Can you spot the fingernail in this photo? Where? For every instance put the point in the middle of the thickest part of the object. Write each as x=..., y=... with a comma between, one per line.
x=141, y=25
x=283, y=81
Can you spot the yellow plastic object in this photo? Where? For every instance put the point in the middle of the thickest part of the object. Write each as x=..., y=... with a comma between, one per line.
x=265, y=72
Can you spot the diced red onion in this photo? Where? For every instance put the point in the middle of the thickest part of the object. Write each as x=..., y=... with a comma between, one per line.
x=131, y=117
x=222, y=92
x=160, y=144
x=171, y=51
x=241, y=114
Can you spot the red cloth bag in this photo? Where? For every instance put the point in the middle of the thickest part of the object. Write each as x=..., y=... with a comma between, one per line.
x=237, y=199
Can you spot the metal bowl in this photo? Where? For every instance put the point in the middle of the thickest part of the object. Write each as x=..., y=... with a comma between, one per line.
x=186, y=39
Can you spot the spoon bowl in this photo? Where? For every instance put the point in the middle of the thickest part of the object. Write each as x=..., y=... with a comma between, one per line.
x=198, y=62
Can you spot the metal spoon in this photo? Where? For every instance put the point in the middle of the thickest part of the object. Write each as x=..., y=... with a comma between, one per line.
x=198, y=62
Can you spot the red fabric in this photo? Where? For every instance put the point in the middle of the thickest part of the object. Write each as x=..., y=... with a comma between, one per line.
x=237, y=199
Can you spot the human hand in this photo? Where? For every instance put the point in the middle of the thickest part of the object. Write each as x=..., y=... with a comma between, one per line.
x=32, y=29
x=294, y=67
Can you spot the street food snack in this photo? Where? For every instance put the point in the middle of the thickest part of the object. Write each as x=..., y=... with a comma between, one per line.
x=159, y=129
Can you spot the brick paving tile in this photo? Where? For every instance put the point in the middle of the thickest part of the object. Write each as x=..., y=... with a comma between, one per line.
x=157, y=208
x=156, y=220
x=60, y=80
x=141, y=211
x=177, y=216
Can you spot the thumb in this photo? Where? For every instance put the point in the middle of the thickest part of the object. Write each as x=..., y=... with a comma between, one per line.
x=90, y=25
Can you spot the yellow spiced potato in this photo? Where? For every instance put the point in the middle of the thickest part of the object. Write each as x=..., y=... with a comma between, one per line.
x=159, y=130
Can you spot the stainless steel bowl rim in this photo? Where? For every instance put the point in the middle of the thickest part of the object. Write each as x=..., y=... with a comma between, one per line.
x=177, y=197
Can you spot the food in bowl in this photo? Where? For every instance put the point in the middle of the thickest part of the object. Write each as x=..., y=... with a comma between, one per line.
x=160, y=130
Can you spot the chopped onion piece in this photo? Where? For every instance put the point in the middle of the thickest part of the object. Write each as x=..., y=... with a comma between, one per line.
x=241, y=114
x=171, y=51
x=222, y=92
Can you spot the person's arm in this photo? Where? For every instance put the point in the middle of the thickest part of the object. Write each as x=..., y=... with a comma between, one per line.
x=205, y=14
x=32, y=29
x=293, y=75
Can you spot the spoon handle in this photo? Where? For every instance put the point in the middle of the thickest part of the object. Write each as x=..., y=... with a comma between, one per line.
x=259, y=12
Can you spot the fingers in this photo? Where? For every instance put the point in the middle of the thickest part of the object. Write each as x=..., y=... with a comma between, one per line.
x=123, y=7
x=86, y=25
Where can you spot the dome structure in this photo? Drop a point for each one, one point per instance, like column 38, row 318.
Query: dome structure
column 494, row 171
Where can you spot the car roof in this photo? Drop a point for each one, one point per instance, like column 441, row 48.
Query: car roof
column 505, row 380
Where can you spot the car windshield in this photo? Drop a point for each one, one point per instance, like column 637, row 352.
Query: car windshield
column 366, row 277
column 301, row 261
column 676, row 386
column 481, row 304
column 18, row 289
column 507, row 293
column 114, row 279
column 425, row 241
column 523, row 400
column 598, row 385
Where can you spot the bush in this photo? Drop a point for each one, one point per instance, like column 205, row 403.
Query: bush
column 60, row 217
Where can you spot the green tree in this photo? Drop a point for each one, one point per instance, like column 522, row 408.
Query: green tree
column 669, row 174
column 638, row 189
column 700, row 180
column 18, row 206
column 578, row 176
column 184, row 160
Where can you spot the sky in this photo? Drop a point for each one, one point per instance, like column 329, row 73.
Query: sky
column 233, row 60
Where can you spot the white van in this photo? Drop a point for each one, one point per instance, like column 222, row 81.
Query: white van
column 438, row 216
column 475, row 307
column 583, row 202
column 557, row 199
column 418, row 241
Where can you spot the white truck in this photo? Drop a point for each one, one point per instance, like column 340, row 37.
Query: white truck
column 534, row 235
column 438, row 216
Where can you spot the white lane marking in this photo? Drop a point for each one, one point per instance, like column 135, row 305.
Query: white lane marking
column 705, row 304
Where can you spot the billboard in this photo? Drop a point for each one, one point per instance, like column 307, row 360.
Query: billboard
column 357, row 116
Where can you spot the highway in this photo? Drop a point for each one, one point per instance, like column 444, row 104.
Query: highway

Work to be completed - Lines holding the string "highway" must be copied out of the entries above.

Answer -
Where can you spot the highway in this photo? Drop a point for each one, one point per instance, like column 444, row 104.
Query: highway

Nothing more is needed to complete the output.